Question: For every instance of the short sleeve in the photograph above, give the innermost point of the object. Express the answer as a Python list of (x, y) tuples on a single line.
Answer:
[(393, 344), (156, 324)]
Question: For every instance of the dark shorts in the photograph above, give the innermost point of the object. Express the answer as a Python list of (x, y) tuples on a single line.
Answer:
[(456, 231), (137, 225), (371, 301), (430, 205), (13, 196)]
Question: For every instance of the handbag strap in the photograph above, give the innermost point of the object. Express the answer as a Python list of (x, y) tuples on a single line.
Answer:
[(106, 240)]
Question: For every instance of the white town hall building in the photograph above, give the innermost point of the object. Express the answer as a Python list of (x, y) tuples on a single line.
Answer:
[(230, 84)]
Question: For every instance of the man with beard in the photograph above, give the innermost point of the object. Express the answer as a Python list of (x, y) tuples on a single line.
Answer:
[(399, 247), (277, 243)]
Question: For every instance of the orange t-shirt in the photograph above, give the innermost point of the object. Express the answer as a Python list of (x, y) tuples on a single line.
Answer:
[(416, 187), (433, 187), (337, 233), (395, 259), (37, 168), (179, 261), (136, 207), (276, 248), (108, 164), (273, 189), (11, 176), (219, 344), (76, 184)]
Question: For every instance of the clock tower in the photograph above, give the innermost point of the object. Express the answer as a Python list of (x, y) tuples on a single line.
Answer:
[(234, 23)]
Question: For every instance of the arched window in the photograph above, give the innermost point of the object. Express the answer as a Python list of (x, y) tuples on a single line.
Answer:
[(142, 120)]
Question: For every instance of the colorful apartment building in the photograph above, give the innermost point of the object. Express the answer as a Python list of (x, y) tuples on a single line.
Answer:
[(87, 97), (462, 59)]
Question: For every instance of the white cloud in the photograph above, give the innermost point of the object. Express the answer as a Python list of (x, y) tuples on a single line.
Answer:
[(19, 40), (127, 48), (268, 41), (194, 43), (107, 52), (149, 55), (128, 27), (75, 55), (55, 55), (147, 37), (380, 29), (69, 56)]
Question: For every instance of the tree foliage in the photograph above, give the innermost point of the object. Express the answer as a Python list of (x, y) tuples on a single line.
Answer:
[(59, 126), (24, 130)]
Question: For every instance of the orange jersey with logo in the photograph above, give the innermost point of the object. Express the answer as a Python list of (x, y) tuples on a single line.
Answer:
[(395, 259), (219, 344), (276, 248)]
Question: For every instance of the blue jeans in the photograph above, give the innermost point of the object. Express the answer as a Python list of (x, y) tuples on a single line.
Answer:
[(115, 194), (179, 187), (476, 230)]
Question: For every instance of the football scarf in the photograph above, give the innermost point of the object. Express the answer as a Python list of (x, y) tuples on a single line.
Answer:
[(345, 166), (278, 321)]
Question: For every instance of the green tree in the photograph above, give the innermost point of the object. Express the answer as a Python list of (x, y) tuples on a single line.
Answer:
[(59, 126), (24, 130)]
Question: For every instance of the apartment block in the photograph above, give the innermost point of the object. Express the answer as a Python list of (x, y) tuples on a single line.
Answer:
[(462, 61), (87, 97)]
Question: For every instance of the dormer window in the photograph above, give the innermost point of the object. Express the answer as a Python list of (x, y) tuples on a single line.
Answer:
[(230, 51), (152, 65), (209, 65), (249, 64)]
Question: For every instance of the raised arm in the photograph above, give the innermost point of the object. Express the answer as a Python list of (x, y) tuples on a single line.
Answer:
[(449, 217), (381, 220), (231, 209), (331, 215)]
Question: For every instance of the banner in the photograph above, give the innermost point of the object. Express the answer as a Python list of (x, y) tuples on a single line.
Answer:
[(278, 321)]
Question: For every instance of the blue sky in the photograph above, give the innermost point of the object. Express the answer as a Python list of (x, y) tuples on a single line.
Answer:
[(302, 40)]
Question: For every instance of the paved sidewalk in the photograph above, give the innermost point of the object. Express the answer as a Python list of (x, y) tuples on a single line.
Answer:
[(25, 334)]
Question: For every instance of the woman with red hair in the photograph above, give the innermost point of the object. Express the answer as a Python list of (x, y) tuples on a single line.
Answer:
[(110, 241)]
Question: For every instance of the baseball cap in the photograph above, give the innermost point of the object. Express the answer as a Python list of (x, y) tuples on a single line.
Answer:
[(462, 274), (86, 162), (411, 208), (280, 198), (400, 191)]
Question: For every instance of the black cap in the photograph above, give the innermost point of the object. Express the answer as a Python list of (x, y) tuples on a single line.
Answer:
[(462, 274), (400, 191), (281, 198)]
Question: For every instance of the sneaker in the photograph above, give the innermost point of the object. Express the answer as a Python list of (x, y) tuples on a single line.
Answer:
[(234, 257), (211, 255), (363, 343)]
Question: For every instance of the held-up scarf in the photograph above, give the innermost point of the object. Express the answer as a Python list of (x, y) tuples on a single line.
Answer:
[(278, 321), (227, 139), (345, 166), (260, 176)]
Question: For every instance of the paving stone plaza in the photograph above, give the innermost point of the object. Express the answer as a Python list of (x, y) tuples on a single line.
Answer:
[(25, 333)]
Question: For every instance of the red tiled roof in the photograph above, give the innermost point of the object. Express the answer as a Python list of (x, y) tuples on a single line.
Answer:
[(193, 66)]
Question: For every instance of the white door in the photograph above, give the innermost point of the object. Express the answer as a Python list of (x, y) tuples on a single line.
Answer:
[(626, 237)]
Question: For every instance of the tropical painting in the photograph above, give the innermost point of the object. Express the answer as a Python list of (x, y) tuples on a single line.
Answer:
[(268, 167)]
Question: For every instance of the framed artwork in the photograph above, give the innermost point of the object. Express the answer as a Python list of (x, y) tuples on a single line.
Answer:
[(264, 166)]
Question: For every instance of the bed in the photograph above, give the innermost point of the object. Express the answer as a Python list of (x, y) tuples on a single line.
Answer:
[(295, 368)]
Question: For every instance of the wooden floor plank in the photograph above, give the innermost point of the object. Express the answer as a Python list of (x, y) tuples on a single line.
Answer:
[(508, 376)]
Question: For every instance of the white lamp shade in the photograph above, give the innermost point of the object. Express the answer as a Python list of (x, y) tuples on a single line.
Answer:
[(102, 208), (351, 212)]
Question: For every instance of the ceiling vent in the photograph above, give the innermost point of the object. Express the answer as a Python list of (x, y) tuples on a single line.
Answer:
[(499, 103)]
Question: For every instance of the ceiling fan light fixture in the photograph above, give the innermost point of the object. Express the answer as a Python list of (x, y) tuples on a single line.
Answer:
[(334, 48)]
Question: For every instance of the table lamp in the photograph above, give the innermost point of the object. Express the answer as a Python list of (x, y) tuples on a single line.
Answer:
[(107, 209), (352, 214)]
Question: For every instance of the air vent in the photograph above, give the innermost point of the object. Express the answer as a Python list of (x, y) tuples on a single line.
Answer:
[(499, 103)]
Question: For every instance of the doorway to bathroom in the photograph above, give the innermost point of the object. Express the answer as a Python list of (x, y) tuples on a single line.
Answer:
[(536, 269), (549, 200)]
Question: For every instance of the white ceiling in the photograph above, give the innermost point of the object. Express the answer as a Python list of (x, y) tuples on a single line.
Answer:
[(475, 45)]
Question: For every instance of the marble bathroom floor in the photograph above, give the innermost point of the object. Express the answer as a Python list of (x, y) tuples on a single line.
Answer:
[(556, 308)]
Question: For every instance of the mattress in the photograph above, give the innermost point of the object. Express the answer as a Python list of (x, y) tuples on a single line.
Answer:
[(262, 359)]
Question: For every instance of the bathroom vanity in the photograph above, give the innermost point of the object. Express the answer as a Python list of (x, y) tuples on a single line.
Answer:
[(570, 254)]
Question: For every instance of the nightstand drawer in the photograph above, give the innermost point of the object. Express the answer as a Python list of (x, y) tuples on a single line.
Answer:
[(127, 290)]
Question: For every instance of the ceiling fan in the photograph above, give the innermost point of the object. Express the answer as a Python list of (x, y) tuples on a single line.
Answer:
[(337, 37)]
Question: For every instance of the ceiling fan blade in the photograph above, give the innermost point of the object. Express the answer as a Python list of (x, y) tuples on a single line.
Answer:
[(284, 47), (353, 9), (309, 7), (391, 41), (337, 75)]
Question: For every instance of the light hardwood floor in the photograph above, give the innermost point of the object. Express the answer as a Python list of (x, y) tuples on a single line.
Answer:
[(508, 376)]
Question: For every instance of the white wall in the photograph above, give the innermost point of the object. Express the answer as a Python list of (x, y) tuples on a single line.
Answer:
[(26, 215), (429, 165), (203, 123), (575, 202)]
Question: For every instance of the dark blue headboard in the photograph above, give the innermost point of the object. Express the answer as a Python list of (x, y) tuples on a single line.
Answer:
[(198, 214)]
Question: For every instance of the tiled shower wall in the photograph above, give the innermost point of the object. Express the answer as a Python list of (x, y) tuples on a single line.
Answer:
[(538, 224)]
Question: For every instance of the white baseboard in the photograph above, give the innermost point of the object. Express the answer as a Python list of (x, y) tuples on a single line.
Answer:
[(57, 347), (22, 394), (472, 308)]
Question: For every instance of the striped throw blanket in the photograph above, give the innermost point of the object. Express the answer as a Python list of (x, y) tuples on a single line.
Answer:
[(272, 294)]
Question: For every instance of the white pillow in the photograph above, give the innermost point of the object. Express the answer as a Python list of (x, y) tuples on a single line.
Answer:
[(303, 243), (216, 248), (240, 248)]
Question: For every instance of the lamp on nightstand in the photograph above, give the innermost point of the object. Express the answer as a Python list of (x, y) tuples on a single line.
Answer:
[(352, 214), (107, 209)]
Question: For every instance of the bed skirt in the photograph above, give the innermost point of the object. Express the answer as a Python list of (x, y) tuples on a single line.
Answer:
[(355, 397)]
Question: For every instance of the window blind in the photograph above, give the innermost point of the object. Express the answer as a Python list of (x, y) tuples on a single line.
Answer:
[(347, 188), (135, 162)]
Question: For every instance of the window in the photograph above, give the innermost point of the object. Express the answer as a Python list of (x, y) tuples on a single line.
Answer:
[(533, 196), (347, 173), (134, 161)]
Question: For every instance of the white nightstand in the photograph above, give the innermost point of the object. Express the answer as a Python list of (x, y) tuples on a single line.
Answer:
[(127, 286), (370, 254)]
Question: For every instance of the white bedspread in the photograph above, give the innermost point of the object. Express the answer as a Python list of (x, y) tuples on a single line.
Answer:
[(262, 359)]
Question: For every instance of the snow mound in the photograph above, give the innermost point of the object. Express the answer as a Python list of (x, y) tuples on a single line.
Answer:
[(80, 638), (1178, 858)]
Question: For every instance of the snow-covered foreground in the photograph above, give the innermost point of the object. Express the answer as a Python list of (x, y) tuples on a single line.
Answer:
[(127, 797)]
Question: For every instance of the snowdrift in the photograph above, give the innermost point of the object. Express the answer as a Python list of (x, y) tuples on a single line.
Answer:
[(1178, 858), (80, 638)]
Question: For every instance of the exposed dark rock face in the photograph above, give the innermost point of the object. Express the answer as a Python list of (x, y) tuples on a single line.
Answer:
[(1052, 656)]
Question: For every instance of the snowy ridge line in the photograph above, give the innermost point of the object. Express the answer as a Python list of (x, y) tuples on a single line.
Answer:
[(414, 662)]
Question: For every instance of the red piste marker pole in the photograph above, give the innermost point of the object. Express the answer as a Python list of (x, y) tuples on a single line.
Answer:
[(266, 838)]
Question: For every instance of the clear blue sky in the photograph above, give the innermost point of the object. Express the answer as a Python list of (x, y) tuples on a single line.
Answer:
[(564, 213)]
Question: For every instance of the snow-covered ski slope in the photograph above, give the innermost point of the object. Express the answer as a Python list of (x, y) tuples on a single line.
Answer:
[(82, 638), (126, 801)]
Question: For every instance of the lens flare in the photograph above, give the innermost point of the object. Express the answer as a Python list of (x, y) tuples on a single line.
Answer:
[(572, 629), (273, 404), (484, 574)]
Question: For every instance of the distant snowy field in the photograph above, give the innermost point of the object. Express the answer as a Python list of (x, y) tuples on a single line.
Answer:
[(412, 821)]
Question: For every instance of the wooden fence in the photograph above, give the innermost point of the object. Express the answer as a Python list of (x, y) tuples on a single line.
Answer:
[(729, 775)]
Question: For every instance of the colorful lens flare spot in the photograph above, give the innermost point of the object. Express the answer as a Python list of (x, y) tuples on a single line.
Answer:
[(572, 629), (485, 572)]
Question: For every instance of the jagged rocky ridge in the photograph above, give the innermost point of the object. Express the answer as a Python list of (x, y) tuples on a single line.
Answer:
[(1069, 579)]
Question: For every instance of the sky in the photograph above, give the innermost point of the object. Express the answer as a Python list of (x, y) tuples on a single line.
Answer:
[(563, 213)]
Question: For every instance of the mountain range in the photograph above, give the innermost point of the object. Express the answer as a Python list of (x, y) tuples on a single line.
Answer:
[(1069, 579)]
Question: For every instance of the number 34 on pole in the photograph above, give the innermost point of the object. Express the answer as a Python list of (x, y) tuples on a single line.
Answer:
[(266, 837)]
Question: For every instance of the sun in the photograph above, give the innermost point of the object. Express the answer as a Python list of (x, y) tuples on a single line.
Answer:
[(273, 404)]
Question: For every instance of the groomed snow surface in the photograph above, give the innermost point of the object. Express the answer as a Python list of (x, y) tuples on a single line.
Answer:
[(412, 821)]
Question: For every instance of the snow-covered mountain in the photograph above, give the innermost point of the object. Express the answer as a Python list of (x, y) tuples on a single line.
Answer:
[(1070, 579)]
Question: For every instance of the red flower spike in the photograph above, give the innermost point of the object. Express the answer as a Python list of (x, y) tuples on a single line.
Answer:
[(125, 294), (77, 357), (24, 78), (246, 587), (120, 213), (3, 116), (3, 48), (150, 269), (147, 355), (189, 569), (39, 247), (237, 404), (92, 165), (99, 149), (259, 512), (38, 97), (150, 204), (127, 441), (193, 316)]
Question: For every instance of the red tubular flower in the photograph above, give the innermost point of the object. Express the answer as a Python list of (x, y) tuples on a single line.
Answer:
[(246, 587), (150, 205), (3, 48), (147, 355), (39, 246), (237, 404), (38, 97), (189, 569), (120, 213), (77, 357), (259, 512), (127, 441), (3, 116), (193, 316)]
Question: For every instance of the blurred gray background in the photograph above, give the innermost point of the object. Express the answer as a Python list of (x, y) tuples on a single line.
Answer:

Exercise details ▸
Repeat the material above, from the line with "Question: For every instance of the snow-covered ski" up to and including the line with "[(572, 629), (273, 404), (484, 574)]", without changing anything.

Complete answer ▸
Question: For every instance of the snow-covered ski slope in the photograph above, give the innermost point of the object. Express the answer as a Python list of (x, y) tuples on a single line.
Answer:
[(82, 638), (126, 801)]
Question: For every instance of the lens flare in the photograph above, give the innermost point of the object. Express the answer as a Python list of (x, y) tuples on a single line.
Answer:
[(572, 629), (273, 404), (484, 574)]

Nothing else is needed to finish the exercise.